#### [Excerpted records]
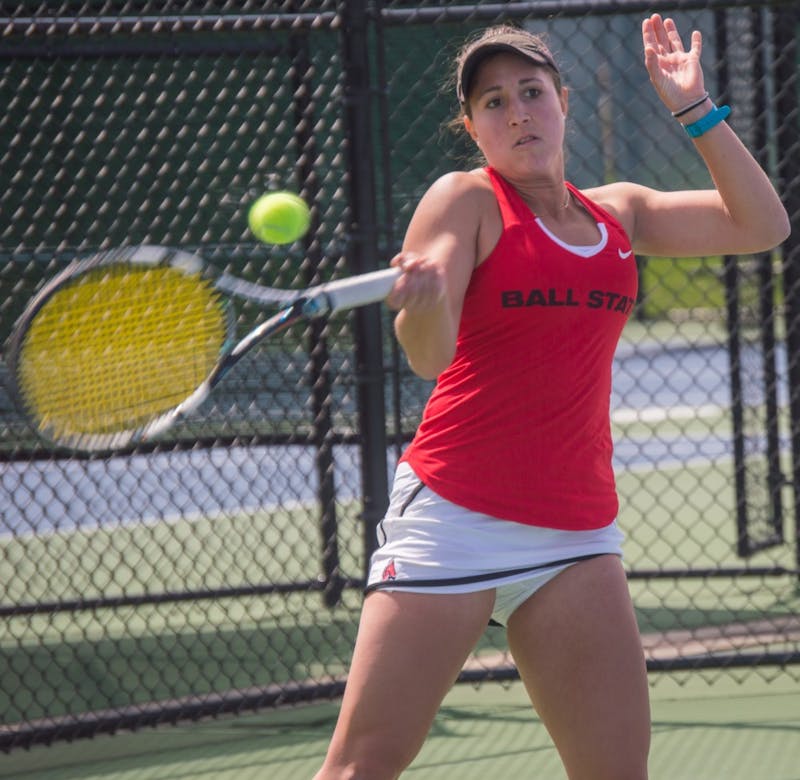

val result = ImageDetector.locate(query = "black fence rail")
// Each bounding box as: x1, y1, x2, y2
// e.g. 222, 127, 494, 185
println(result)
0, 0, 800, 750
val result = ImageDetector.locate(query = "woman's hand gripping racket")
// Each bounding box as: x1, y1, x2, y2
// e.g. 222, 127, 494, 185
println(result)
7, 246, 400, 451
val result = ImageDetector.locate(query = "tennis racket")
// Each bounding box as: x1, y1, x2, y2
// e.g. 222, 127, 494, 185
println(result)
7, 245, 399, 452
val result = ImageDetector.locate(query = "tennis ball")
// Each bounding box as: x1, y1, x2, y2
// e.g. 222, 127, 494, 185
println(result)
247, 192, 311, 244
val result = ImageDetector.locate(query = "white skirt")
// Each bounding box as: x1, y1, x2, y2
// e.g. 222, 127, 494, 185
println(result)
367, 463, 623, 624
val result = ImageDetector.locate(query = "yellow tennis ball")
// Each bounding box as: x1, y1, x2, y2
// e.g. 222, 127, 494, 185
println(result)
247, 192, 311, 244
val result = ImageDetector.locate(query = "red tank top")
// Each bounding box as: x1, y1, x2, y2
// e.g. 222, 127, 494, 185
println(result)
403, 168, 636, 530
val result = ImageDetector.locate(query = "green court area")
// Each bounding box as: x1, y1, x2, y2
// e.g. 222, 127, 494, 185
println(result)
0, 668, 800, 780
0, 464, 800, 724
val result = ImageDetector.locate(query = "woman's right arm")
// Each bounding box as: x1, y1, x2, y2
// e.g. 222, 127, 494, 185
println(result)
386, 173, 485, 379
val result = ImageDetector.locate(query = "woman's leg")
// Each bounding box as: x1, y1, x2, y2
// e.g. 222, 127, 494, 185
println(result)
508, 555, 650, 780
315, 590, 494, 780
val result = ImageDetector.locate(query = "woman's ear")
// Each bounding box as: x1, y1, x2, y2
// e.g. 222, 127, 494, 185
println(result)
464, 114, 478, 144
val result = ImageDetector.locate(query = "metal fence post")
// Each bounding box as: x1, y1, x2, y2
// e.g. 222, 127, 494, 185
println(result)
339, 0, 388, 572
774, 5, 800, 567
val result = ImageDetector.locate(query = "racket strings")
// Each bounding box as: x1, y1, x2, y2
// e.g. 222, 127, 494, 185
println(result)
19, 265, 227, 437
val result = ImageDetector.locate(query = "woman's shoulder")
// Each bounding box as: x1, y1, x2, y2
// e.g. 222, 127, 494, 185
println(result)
425, 168, 494, 205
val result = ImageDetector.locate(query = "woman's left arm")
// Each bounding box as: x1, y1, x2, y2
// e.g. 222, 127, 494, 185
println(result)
596, 14, 790, 257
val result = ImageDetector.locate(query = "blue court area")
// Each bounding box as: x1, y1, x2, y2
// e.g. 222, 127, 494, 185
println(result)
0, 336, 768, 535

#### [Exercise instructions]
Rewrite all of the material above, replacing each "woman's" with "player's" and keeping everything else the same. Leave the pictures out.

#### [Response to this task]
val result = ImageDetector.locate(query = "black fence rail")
// Each bounding box as: x1, y1, x2, y2
// e.g. 222, 127, 494, 185
println(result)
0, 0, 800, 750
val result = ImageDetector.locate(query = "player's hand gripping racket")
// Each bounding box as: x1, y1, x2, y2
// e.g. 222, 127, 494, 185
println(result)
7, 246, 400, 451
val result = ImageDetector.locate(query = "tennis racket")
// Each bounding box as: x1, y1, x2, y2
// e.g. 222, 127, 494, 185
println(result)
7, 245, 399, 452
val result = ImageDetector.locate(query = "tennis ball")
// Each bounding box as: x1, y1, x2, y2
// e.g. 222, 127, 494, 185
println(result)
247, 192, 311, 244
val result = ImageDetector.locate(query = "white skirt")
// Each bounding box as: x1, y1, x2, y2
// e.g. 222, 127, 494, 185
println(result)
367, 463, 623, 624
val result = ImageDetector.locate(query = "yellow tennis ball")
// Each bounding box as: x1, y1, x2, y2
// e.g. 222, 127, 494, 185
println(result)
247, 192, 311, 244
val result = ImageDetector.locate(query = "red tank top")
// Each bounding box as: x1, y1, x2, y2
// e.g. 222, 127, 494, 185
println(result)
403, 168, 636, 530
val result = ImageDetector.locate(query = "green court area")
// Each bounding box as: x1, y1, x2, y2
// e.g. 222, 127, 494, 185
println(result)
0, 668, 800, 780
0, 464, 800, 724
val result = ImageDetector.locate(query = "player's right arm")
// Each bounding box as: x1, y1, x2, y2
// e.g. 222, 127, 494, 185
println(result)
386, 173, 485, 379
val result = ImageDetector.locate(query = "player's leg")
// Each bounding box as: x1, y1, x2, y2
// e.g. 222, 127, 494, 185
println(result)
508, 555, 650, 780
315, 590, 494, 780
val result = ImageDetector.locate(query = "player's ear")
// Each bounding box as: x1, y1, x2, y2
// e.g. 222, 127, 494, 185
println(result)
464, 114, 478, 144
val result = ImageDetector.locate(query = "metal fence post")
// Each bounding box as: x1, y1, x2, y2
// e.g. 222, 127, 494, 185
println(result)
339, 0, 388, 572
774, 5, 800, 567
val result = ImageDetector.locate(query = "racket strings")
// Each bounding box as: x1, y1, x2, y2
// e.g. 222, 127, 494, 185
println(result)
19, 265, 227, 437
val result = ImageDetector.locate(query = "player's shoulder")
// Each bounding box as: x1, y1, x2, y2
// e.g. 222, 127, 494, 185
println(result)
425, 168, 494, 205
val result = ImageDetector.locate(query = "player's left arm")
// Each bounding box as: x1, y1, x2, y2
// e.g. 222, 127, 494, 185
println(result)
596, 14, 790, 257
val result = ImageDetector.locate(query = "blue court area")
// Each bounding box as: x1, y1, x2, y2
// e.g. 222, 127, 494, 185
println(result)
0, 336, 768, 535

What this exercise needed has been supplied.